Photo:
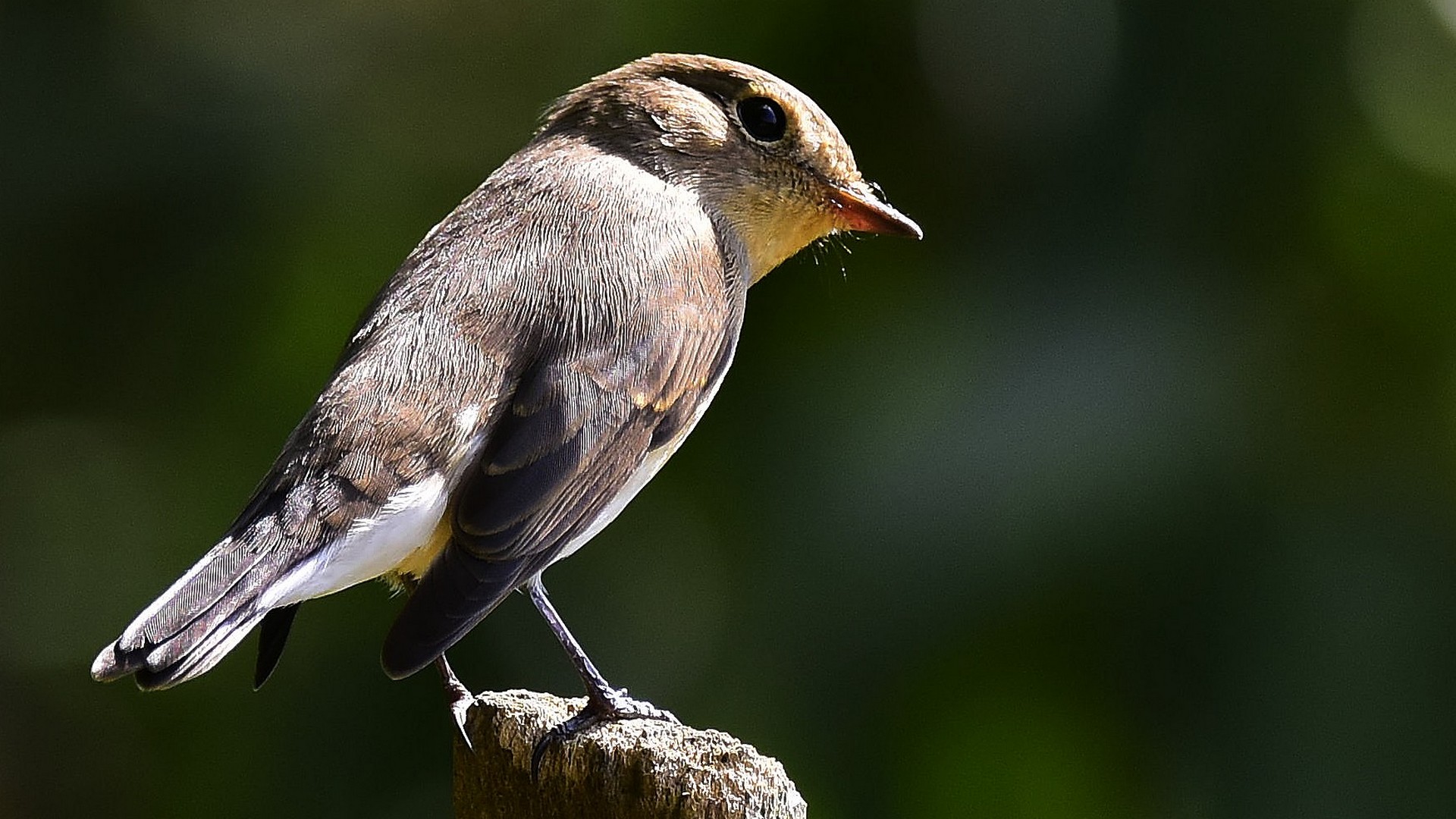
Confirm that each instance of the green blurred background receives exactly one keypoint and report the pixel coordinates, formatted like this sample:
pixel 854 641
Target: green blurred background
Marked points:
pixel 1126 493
● ● ● ● ● ● ●
PROBLEM STATEMENT = Nothing from before the line containing "Target: green blurred background" should appear; copy that line and each one after it through the last line of the entries, exactly.

SOLVED PROBLEM =
Target: green blurred background
Marked points:
pixel 1126 493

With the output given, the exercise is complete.